1er Novembre : l’immense chanteur Jacques Brel et la Révolution algérienne
Une contribution de Khaled Boulaziz – «Les soldats qui meurent sont des enfants de vingt ans.» (Jacques Brel.) Dans les brumes douces du souvenir, Jacques Brel, poète de la terre belge, se dresse non seulement comme un monument du grand verbe, mais comme un prophète d’émotions, un témoin de la passion et de la révolte. Son œuvre dépasse la scène et la musique, son chant est une ode à la vie, aux ombres et aux flammes qui l’ont éclairé. En 1954, sous le ciel austère de l’Algérie encore sous le joug français, il pénètre les ruelles anciennes de la Casbah d’Alger. Dans les dédales des pierres silencieuses de cette vieille ville, les chefs de la Révolution s’approchent de lui, espérant qu’il prête sa voix à leur lutte, qu’il murmure l’appel à la liberté dans le silence oppressant. Bien plus tard, il confiera cette rencontre discrète et secrète au journaliste Jacques Danois, qui la laissera résonner dans les ondes radiophoniques.
Sa fille, France, évoque de vagues échos de cet épisode, des fragments transmis par des amis, des ombres de conversations que son père n’a pas partagées. «Mon père était un homme secret», se souvient-elle, «surtout lorsque les mots touchaient à la douleur des luttes». Mais dans les gestes silencieux et les regards échangés, il trahissait sans le dire ses propres convictions ; à sa bien-aimée Miche et à son ami Georges Pasquier, il avait un jour murmuré ces mots : «Les Français devront partir un jour de cette terre.» Dans ces paroles de défi tranquille, il dépeint son mépris pour les cicatrices brutales de la guerre, une vision qui s’exprimera avec éclat dans sa chanson de 1959, La Colombe, cette blanche colombe qui devient le cri pacifique d’un homme épris de justice.

Consigne | Recopie à l'identique, s'il te plaît, le passage du texte sur Jacques Brel ci-dessus qui commence aux mots « Sa fille, France, évoque » et s'arrête après « épris de justice. ».

Données enregistrées |
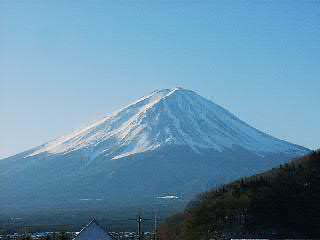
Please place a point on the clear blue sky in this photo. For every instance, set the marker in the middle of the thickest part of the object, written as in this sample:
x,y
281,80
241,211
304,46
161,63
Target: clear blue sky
x,y
64,64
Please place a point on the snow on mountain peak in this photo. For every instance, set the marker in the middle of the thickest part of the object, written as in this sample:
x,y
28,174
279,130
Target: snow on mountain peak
x,y
165,117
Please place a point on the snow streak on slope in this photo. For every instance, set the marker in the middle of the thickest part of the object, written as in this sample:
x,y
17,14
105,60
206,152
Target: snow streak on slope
x,y
166,117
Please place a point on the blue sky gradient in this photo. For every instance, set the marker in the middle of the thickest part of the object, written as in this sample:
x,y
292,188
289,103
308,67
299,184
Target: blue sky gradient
x,y
64,64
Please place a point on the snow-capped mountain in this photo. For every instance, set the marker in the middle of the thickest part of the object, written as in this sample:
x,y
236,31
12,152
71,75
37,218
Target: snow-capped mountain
x,y
171,142
166,117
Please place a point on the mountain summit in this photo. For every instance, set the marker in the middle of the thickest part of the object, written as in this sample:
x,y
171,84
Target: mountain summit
x,y
166,117
165,147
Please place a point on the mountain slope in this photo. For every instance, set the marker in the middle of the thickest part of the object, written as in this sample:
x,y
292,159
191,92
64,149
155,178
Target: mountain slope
x,y
166,117
171,142
274,204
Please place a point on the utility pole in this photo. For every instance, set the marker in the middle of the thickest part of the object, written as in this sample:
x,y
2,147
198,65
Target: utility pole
x,y
155,226
140,220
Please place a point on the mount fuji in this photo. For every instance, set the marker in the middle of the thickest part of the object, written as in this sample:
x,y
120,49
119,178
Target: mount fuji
x,y
170,144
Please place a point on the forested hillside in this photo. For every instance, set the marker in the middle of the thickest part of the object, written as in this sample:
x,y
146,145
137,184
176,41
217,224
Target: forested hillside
x,y
283,202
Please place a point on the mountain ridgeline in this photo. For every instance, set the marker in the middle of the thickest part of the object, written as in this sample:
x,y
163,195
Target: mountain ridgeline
x,y
170,142
280,203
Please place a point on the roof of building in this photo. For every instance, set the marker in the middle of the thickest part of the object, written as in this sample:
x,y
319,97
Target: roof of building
x,y
93,231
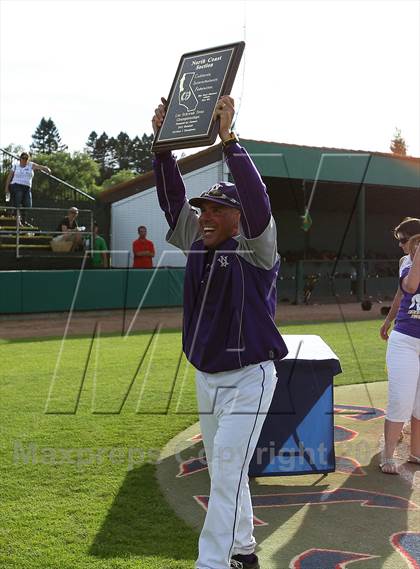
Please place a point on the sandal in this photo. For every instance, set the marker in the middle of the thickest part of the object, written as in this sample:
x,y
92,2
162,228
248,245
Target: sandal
x,y
389,466
413,459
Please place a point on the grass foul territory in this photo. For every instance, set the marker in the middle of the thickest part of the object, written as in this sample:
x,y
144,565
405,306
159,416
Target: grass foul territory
x,y
82,425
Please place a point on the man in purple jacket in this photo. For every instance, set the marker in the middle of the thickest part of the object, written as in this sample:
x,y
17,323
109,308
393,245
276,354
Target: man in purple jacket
x,y
229,334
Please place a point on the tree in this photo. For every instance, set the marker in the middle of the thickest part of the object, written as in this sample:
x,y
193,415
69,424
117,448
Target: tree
x,y
121,153
398,144
141,153
46,138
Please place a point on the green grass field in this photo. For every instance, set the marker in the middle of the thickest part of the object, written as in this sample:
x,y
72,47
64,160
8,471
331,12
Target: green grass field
x,y
79,442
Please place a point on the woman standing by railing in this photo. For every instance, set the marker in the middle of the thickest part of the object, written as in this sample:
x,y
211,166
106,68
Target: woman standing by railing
x,y
19,183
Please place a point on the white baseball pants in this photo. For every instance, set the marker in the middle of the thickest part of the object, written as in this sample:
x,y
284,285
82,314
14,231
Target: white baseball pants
x,y
233,407
403,363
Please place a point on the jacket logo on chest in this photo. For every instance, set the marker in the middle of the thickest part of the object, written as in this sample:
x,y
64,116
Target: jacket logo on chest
x,y
223,260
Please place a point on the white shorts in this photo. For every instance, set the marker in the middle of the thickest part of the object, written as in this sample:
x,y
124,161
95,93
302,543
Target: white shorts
x,y
403,363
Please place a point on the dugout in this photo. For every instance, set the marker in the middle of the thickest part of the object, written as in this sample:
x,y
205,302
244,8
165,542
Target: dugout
x,y
359,197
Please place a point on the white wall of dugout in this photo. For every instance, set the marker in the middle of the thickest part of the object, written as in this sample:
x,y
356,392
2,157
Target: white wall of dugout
x,y
143,209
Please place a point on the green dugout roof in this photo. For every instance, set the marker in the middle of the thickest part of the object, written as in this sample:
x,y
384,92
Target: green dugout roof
x,y
278,160
333,164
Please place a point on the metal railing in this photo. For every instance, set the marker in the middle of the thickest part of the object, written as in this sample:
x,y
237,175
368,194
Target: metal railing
x,y
49,218
52,177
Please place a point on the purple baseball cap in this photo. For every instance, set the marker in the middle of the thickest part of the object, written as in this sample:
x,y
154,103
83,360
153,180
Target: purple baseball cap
x,y
223,193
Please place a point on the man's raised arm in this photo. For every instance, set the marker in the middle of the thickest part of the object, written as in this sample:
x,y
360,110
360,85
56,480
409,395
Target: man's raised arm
x,y
256,210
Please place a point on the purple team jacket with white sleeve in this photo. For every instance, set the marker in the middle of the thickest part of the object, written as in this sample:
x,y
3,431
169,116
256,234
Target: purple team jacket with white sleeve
x,y
229,293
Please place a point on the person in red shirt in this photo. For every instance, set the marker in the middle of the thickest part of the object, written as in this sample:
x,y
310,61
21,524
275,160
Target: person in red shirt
x,y
143,250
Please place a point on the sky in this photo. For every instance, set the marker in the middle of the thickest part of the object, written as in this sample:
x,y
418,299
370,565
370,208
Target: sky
x,y
332,73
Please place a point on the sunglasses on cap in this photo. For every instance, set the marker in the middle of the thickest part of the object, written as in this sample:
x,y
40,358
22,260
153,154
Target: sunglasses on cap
x,y
217,193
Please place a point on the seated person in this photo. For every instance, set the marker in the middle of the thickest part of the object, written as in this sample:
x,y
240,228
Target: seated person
x,y
69,239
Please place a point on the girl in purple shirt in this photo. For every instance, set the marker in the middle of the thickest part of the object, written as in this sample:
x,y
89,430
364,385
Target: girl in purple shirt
x,y
403,363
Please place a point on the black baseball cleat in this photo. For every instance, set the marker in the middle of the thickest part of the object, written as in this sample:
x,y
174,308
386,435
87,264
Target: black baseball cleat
x,y
244,562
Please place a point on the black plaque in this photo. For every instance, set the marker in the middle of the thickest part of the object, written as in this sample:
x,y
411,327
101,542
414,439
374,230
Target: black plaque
x,y
201,79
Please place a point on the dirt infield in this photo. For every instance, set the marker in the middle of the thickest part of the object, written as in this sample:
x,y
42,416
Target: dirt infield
x,y
54,324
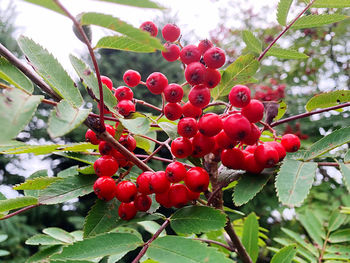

Corrigé |
Sa fille, France, évoque de vagues échos de cet épisode, des fragments transmis par des amis, des ombres de conversations que son père n’a pas partagées. «Mon père était un homme secret», se souvient-elle, «surtout lorsque les mots touchaient à la douleur des luttes». Mais dans les gestes silencieux et les regards échangés, il trahissait sans le dire ses propres convictions ; à sa bien-aimée Miche et à son ami Georges Pasquier, il avait un jour murmuré ces mots : «Les Français devront partir un jour de cette terre.» Dans ces paroles de défi tranquille, il dépeint son mépris pour les cicatrices brutales de la guerre, une vision qui s’exprimera avec éclat dans sa chanson de 1959, La Colombe, cette blanche colombe qui devient le cri pacifique d’un homme épris de justice.